> _ПРЕДЛОЖЕННЫЙ ТЕКСТ_:
Мещанство

Поделись знанием:
(перенаправлено с «Мещане»)
Перейти к: навигация, поиск

Меща́нство (польск. mieszczanin — горожа́нин) — в Российской империи до 1917 года — сословие, низший разряд городских обывателей. Мещане относились к податным сословиям, несли рекрутскую и податную повинность, могли подвергаться телесным наказаниям.





История

Мещанство берёт начало от посадских (жителей городов и посадов) Русского государства, в основном — ремесленников, мелких домовладельцев и торговцев. Считается, что название происходит от польского и белорусского названия небольших городов — «местечко». Официально сословие мещан было оформлено в Жалованной грамоте городам Екатерины II в 1785 году. Наименование «мещане» в ней было определено как: «городовые обыватели», «среднего рода люди», мелкие торговцы и ремесленники. Мещанское сословие по положению стояло ниже купеческого. Именно мещанам принадлежала бо́льшая часть городского недвижимого имущества. Будучи основными плательщиками налогов и податей, мещане, наряду с купцами, относились к категории «правильных городских обывателей».

> _ИСХОДНЫЕ ДАННЫЕ_:

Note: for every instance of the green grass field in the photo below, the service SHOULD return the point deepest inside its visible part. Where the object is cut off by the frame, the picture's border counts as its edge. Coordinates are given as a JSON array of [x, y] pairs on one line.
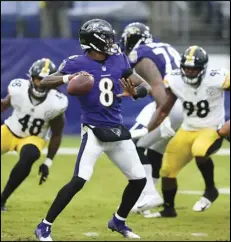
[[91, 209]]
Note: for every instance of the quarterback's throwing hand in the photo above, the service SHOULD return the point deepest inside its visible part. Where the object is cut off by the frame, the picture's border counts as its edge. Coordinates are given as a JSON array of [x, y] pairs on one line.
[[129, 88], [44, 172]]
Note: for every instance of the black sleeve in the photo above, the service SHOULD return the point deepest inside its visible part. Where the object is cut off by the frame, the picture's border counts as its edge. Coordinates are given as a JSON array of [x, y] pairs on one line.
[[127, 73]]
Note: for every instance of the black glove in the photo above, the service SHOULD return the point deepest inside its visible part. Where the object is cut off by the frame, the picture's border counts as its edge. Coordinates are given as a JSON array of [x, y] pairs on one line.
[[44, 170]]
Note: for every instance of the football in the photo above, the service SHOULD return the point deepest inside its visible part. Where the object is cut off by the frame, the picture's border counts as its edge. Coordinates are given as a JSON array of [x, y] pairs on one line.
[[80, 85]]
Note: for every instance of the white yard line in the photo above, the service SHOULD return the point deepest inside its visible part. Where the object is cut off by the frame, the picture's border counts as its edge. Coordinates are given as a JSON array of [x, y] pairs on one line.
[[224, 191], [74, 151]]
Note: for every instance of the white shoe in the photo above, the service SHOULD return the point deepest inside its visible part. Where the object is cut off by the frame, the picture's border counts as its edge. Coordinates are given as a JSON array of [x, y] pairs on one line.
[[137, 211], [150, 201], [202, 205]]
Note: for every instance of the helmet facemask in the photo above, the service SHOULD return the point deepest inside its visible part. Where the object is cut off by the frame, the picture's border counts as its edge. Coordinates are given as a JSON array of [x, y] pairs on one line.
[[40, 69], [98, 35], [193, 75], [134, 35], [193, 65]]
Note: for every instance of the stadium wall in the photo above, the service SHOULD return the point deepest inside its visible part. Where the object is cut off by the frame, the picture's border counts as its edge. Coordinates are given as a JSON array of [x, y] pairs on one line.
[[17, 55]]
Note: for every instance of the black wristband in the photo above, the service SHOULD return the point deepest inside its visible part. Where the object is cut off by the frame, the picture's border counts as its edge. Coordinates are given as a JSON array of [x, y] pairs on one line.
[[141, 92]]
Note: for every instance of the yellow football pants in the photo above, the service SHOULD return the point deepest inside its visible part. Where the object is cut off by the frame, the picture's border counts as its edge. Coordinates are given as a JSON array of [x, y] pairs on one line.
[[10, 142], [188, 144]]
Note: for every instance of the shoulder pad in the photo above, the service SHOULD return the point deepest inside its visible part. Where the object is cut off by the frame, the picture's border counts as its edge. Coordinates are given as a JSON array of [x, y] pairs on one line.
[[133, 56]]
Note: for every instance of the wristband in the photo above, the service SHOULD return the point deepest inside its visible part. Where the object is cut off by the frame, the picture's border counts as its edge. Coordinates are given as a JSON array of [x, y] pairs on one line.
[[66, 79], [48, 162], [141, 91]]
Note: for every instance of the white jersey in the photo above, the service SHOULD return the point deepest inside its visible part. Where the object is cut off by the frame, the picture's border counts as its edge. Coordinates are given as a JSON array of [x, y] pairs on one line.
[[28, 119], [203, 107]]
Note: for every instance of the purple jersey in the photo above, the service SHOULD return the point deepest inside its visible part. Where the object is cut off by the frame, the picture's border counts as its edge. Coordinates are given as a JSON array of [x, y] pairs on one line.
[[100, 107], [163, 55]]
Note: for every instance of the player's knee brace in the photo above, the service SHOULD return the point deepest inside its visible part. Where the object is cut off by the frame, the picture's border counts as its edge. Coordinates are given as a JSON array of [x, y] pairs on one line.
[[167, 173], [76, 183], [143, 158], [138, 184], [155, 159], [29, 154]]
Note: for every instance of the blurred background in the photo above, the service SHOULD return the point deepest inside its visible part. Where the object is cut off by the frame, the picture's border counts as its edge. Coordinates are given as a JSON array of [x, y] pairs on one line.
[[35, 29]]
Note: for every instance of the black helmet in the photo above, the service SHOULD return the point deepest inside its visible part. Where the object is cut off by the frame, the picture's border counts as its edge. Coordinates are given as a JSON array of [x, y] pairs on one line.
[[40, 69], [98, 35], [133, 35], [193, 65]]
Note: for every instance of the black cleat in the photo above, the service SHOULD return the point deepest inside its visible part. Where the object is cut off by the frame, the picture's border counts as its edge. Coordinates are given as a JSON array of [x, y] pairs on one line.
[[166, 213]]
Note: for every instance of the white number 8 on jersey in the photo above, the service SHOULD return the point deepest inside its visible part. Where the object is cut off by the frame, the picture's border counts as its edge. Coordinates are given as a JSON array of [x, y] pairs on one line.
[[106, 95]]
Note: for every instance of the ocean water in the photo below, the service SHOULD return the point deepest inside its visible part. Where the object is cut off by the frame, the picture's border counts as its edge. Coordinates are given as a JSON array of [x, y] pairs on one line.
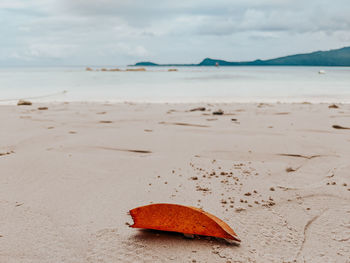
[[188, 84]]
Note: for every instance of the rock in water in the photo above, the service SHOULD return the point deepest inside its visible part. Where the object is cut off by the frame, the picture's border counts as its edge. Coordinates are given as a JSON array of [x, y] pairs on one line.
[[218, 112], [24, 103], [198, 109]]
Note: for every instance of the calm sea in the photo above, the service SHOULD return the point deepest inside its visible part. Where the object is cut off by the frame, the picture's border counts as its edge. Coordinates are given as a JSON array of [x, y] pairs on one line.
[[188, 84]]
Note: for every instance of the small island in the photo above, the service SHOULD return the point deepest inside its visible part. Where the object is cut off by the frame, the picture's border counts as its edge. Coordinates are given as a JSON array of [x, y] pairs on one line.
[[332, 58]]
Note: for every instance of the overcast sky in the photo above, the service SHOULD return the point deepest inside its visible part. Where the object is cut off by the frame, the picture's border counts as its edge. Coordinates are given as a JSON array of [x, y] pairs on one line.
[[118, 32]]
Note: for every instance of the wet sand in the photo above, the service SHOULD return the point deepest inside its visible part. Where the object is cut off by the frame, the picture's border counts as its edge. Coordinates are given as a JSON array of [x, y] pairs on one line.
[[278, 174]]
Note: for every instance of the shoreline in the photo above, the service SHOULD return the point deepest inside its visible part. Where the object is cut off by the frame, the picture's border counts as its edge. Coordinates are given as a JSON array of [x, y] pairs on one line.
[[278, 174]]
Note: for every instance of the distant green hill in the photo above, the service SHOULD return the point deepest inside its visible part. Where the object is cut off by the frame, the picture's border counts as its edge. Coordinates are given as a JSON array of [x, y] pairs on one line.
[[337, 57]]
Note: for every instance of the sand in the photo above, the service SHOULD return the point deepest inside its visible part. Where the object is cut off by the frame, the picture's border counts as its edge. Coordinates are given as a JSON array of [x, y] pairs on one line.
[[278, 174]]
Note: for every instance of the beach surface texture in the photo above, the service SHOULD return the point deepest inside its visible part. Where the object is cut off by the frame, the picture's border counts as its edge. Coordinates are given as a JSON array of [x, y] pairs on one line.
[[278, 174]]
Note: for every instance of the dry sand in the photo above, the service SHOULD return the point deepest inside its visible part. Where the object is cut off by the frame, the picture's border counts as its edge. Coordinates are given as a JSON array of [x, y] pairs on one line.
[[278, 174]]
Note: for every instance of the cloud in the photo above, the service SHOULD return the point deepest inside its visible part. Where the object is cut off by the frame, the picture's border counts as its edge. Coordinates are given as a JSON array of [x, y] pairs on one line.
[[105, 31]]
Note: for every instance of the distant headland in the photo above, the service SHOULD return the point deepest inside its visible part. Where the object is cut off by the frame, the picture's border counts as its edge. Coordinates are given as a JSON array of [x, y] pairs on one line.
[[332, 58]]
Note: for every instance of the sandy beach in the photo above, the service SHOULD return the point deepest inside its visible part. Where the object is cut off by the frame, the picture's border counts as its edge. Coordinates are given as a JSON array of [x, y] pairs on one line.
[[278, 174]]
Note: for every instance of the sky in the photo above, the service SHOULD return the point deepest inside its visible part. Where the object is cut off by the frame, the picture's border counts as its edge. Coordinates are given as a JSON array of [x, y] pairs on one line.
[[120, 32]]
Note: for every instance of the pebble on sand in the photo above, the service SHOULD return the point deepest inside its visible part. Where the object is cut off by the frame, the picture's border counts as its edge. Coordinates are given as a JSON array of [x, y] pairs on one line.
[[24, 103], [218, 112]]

> _ЧТО ТРЕБУЕТСЯ_: Скопируйте, пожалуйста, из текста о мещанстве фрагмент, начиная со слов «Перейти к: навигация, поиск» и заканчивая словами «подвергаться телесным наказаниям.». Записи — это отдельный материал.

> _ПОЛНЫЙ ОТВЕТ_:
Перейти к: навигация, поиск

Меща́нство (польск. mieszczanin — горожа́нин) — в Российской империи до 1917 года — сословие, низший разряд городских обывателей. Мещане относились к податным сословиям, несли рекрутскую и податную повинность, могли подвергаться телесным наказаниям.